▸ ACTION ITEM
Could you repeat everything in the passage on health anxiety from "I have been" down to "their consciousnesses inhabit.", swapping "twitches" for "tremors"?

▸ PASSAGE PROVIDED
+ + + + + + +
I have been treated for anxiety and depression which has nearly always manifested as health anxiety. I have made a personal decision to try to deal with this without medication since a little over a year ago.
I don't know a lot for sure, but I do know that I (and I suspect others with the same problem) have an exquisitely sensitive awareness of body states. Most people don't notice their heartbeats, but often I do. Most people don't notice twitches, but once it became an issue in my household, everyone was reporting twitches from time to time. Every twitch, buzz, pain, "weakness" and blip is going to somehow get past the filters that keep the rest of the world blissfully unaware of the bubbling, self-propelled meat soup their consciousnesses inhabit.
I have something called "mitral valve prolapse." It is like a mild heart murmur. Benign. Yet it is often associated with a syndrome that includes anxiety, fatigue and a lot of other things that one could not realistically link to the bare physical findings. One of the more intriguing ideas is that the little physical variation in the heart valve is reallly just a "marker" that suggests some widespread, subtle difference in the way some people are made, including the way their brains and nervous systems are "wired."
+ + + + + + +
▸ INFORMATION SHOWN
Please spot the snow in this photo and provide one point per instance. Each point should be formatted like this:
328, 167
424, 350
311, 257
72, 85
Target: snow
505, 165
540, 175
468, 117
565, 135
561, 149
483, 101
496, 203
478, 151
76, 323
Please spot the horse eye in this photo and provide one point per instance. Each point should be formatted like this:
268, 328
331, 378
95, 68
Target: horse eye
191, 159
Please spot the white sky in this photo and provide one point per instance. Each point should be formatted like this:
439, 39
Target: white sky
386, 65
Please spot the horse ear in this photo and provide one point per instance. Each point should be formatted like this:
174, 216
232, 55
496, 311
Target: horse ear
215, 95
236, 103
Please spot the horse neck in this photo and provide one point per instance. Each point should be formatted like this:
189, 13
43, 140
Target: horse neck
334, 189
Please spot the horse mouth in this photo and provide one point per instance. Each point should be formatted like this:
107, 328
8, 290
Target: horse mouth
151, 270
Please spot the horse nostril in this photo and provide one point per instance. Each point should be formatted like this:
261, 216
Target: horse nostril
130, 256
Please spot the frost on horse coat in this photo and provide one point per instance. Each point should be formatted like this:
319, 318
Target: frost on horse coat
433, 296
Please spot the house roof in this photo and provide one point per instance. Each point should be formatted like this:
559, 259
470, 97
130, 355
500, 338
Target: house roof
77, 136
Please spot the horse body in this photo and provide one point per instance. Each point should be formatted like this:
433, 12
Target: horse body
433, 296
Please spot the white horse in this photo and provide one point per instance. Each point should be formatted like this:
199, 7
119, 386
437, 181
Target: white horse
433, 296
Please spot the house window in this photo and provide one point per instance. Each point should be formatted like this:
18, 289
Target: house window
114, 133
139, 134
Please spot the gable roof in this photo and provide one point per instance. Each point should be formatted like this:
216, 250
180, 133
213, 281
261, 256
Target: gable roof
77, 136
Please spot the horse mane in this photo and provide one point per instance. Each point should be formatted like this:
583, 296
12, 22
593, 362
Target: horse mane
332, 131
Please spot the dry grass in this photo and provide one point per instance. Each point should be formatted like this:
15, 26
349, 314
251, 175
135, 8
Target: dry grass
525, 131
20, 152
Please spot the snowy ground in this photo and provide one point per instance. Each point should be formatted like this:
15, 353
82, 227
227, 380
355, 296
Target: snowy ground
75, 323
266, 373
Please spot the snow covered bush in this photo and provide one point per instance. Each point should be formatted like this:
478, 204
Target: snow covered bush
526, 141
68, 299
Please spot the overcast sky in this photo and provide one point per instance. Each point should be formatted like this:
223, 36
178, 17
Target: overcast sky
+ + + + + + +
▸ YOUR RESPONSE
I have been treated for anxiety and depression which has nearly always manifested as health anxiety. I have made a personal decision to try to deal with this without medication since a little over a year ago.
I don't know a lot for sure, but I do know that I (and I suspect others with the same problem) have an exquisitely sensitive awareness of body states. Most people don't notice their heartbeats, but often I do. Most people don't notice tremors, but once it became an issue in my household, everyone was reporting tremors from time to time. Every twitch, buzz, pain, "weakness" and blip is going to somehow get past the filters that keep the rest of the world blissfully unaware of the bubbling, self-propelled meat soup their consciousnesses inhabit.